**Extrait à lire**
§

Leurrant la gendarmerie, Malka Reiman réussit à quitter Beaune-la-Rolande et trouve refuge avec ses filles dans la région de Vendôme. Elles sont cachées pendant trois ans, dans une vigilance constante.
À Paris, les mois s’écoulent, entre survie et angoisse quotidiennes. Fanny doit mettre à l’abri Michel et Madeleine, heureusement hébergés par Madame Rochereau, la fermière du Louroux-Béconnais. Dénoncés en juin 1943, Fanny et Jacques arrivent à Drancy. Fanny se rappelle de l’escalier 14, au quatrième étage, des châlits avec des paillasses pleines de vermine, des bottes luisantes du SS Brunner. N’ayant plus de famille, ils ne peuvent recevoir de colis. Une des internées essaie de tromper l’angoisse en racontant Autant en emporte le vent. Un nom revient, Pitchipoï.

§

**Données fournies**
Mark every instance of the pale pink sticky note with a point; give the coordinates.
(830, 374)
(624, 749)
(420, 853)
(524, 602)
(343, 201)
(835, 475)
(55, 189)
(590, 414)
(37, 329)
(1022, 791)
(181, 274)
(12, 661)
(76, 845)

§

Poursuivez, s'il vous plaît, le récit sur l'internement de Fanny et Jacques à Drancy, en reprenant juste après sa dernière phrase.

La déportation a lieu le 23 juin 1943 par le convoi 55. La veille, le groupe est rassemblé dans une partie du camp, sur de la paille moisie. Vers 3h du matin, il faut descendre dans la cour intérieure. Après l’appel, le trajet en bus jusqu’à la gare de Bobigny, 1 018 personnes grimpent dans les wagons à bestiaux dont les portes sont hermétiquement fermées. Fanny raconte le début de l’horreur, avec ce voyage atroce, dans la chaleur, la puanteur, sans pouvoir s’asseoir. Parfois, elle tentait de respirer au niveau de l’ouverture grillagée.
Sur la rampe de Birkenau, les femmes sont séparées des hommes. Elle n’a jamais revu son frère. 518 personnes sont gazées à l’arrivée. 283 hommes et 217 femmes entrent dans le camp. Tondue, rasée, humiliée, tatouée, Fanny devient le 46 571, numéro à connaître en allemand, en polonais et à mémoriser rapidement pour éviter les coups qui pleuvent tous les jours. Elle découvre vite le destin des autres déportés, désormais au Himmelkommando, comme le disent les détenus en montrant la fumée.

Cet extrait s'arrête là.